# WORK ORDER
Only lines containing "flat" belong in the answer, each copied from the entries below.

# RECORD EXCERPTS

------------------------------

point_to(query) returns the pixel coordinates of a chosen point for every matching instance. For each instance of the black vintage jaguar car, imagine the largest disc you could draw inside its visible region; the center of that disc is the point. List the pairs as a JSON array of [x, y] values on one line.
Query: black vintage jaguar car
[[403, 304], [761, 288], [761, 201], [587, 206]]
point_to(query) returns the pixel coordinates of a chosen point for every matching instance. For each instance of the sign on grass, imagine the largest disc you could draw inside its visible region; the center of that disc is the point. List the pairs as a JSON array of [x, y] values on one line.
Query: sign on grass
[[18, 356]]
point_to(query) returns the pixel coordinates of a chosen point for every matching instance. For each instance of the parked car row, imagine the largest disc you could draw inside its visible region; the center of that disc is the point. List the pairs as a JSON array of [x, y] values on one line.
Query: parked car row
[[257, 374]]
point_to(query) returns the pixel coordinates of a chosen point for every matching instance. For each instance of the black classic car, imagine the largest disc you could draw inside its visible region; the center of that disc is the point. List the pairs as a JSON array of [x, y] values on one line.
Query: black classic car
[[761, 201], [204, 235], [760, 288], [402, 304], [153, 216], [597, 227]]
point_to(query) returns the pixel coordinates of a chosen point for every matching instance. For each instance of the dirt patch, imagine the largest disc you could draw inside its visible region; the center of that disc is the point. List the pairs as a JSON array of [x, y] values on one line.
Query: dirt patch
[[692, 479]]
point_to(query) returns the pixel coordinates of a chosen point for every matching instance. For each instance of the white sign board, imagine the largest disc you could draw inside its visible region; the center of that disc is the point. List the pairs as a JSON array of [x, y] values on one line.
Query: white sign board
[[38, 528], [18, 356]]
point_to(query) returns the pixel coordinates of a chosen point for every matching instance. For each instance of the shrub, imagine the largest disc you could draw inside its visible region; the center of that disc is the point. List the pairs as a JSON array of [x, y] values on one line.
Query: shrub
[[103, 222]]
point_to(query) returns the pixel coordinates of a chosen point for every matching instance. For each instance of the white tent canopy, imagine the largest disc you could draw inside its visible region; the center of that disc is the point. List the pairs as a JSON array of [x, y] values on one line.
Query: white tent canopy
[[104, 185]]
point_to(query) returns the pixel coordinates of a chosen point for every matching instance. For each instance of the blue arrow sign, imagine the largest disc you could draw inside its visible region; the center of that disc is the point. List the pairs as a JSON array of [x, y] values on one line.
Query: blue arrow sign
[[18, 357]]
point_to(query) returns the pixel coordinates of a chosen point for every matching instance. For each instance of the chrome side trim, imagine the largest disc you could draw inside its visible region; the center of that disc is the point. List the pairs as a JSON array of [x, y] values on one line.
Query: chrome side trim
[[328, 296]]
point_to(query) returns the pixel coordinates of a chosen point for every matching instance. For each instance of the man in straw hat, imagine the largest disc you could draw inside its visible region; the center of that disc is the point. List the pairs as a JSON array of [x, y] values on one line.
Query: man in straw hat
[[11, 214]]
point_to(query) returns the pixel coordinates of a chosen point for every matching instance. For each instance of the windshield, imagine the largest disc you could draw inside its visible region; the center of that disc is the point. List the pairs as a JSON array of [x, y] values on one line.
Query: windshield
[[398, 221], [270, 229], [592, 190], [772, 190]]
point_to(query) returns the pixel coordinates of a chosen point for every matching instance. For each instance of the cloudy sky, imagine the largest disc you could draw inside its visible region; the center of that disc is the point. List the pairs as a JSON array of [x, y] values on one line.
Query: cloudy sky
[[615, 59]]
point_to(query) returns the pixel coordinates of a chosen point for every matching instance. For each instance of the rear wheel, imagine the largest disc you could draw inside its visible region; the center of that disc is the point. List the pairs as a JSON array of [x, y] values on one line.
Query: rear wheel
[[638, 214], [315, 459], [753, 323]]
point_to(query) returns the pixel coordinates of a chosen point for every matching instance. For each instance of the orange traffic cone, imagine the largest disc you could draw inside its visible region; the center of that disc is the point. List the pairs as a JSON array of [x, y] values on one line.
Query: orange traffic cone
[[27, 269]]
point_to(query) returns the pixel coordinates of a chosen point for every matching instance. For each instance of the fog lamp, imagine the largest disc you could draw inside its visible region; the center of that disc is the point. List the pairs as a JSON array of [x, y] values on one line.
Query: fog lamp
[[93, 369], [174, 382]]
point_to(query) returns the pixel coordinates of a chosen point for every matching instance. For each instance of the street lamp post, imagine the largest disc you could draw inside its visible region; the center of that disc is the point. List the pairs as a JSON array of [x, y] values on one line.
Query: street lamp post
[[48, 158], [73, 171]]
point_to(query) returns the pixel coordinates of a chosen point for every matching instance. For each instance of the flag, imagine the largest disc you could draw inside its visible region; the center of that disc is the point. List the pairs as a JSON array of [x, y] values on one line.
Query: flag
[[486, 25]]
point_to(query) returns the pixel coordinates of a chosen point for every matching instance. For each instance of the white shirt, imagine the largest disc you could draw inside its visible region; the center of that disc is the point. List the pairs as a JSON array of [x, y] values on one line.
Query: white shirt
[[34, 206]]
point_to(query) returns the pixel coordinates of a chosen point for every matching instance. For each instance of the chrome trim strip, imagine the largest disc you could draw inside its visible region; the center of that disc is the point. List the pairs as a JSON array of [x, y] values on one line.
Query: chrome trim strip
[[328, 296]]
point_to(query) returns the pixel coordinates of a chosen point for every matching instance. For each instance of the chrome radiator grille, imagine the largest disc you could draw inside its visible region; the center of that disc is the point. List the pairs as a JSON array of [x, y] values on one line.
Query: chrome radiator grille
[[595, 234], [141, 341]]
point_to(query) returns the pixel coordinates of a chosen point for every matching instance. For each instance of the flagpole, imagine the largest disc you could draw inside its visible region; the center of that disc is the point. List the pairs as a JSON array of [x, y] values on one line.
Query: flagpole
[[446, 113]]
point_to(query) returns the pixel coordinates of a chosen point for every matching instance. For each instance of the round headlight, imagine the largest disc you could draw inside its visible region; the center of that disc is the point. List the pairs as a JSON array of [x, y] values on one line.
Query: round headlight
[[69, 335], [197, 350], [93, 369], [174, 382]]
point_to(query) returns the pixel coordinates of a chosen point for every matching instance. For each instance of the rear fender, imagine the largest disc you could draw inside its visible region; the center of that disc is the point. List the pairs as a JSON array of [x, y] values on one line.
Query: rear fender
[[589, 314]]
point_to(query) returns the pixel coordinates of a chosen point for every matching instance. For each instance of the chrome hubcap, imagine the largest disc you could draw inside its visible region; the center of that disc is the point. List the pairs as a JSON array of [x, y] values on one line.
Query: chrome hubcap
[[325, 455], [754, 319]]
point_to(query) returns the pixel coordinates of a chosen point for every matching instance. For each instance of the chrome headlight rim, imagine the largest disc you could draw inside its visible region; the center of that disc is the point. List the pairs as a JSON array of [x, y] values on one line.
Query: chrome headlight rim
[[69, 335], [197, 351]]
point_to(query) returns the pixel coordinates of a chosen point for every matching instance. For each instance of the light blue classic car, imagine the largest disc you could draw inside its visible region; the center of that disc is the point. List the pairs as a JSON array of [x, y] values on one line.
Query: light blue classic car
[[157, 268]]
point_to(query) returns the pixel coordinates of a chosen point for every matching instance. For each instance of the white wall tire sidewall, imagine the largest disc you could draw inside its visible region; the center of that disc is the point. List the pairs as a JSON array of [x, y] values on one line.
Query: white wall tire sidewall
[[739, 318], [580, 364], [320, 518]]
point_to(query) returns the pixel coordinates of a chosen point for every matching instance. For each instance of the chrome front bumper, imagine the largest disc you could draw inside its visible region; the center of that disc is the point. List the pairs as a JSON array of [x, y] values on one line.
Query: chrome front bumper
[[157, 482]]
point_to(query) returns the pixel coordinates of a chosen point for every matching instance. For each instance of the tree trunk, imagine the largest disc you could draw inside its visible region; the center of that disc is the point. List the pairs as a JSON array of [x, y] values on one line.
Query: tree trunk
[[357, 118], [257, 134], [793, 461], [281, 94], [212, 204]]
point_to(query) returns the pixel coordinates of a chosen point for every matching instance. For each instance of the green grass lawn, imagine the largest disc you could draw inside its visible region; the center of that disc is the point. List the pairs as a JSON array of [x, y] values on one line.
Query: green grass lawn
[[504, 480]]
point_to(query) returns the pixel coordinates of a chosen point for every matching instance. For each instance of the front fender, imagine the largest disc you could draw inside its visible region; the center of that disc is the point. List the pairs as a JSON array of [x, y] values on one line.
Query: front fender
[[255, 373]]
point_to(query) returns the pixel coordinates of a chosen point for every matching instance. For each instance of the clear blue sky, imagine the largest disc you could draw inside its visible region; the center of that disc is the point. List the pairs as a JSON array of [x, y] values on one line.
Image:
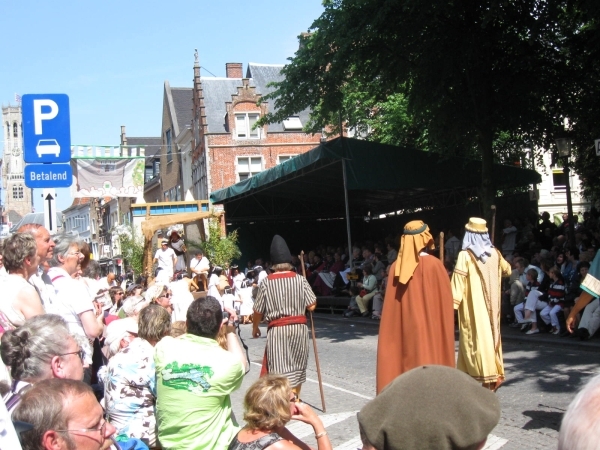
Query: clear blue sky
[[112, 57]]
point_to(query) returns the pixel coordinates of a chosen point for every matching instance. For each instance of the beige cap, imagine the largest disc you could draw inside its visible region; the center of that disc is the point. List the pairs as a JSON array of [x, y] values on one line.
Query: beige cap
[[476, 225]]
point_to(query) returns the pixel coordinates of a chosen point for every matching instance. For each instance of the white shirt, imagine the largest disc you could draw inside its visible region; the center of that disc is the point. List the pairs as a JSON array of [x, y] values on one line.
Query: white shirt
[[72, 299], [46, 290], [165, 259], [201, 264]]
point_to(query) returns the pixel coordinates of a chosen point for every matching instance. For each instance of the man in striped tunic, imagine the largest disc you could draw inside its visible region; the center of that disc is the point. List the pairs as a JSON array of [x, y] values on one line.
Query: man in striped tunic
[[282, 299]]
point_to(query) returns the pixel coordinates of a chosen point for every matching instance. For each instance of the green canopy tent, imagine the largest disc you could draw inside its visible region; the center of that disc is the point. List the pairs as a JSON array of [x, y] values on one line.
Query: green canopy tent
[[346, 177]]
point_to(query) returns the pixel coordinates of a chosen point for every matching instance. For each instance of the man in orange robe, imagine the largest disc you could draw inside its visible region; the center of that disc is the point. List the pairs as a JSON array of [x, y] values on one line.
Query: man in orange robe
[[417, 321]]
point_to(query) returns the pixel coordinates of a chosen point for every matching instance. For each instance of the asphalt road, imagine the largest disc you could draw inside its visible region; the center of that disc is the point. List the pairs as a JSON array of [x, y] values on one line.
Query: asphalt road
[[542, 379]]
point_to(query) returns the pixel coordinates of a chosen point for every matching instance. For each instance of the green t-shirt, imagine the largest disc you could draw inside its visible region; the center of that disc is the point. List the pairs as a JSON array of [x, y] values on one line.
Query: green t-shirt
[[194, 378]]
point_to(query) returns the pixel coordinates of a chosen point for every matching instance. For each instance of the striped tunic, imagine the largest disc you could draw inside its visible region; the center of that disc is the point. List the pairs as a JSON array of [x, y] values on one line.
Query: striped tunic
[[279, 295]]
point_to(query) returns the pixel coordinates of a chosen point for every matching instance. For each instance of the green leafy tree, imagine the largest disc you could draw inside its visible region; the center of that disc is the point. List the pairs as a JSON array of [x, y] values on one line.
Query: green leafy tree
[[474, 74], [132, 247]]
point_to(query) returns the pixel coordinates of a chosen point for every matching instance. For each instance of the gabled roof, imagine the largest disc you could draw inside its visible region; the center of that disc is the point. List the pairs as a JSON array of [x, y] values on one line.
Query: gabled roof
[[183, 102], [381, 179], [262, 75], [151, 144], [217, 92]]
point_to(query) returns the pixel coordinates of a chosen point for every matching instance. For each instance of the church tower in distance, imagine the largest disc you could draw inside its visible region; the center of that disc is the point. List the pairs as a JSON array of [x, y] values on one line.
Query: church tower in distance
[[18, 200]]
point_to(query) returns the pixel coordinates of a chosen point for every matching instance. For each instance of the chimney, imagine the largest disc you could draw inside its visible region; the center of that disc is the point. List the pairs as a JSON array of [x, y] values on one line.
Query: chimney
[[234, 70]]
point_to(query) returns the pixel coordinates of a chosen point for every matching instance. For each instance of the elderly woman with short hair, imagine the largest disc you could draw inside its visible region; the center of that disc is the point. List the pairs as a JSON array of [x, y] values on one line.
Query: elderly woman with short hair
[[269, 405], [130, 382], [75, 304], [20, 300], [42, 348]]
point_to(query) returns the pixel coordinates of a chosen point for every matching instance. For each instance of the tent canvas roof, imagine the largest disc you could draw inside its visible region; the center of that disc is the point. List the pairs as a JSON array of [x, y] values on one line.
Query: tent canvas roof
[[381, 179]]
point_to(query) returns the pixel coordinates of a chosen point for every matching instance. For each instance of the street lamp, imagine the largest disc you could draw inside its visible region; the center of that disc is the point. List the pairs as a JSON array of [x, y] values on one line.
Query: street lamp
[[563, 145]]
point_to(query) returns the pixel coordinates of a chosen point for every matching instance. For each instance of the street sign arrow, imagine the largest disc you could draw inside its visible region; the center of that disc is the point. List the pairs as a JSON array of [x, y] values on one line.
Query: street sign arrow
[[49, 199]]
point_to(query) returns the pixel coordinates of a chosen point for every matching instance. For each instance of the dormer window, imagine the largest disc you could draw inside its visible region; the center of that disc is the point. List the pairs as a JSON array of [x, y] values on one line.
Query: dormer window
[[244, 123], [292, 123]]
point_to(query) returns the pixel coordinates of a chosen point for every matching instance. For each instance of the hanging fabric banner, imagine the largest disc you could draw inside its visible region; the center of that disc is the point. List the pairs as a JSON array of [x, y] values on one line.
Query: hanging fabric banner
[[114, 177]]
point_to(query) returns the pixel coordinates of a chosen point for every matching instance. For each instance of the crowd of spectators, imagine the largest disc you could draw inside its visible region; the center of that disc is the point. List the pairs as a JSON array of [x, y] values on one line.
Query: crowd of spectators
[[112, 362]]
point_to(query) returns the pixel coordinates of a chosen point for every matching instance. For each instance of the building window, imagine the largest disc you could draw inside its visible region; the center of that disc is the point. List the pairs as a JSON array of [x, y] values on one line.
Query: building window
[[248, 166], [559, 180], [244, 123], [292, 123], [148, 173], [17, 192], [169, 140]]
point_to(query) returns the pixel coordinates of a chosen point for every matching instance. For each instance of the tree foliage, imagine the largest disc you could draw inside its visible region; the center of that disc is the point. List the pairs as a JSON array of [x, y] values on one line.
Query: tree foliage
[[132, 247], [483, 77]]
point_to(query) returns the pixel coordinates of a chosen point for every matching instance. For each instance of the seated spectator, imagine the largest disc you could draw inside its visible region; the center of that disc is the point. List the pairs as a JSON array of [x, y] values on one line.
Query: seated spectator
[[130, 380], [578, 430], [393, 420], [74, 303], [160, 295], [532, 285], [19, 300], [324, 283], [42, 348], [378, 267], [392, 252], [117, 336], [195, 378], [269, 405], [368, 290], [65, 415], [117, 296], [353, 309], [378, 298], [181, 298], [556, 300]]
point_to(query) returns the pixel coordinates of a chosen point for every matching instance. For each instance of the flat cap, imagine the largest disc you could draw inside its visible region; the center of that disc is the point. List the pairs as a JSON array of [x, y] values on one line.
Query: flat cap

------------------------------

# WRITTEN REPLY
point_to(query) returns the pixel coordinates of a chosen point for every matching instance. For each instance of the flat cap, imagine the largest disc you could draw inside its visible region; the center of that disc is the point. List the pairs as a JSON array of [x, y] values on one line.
Query: flat cap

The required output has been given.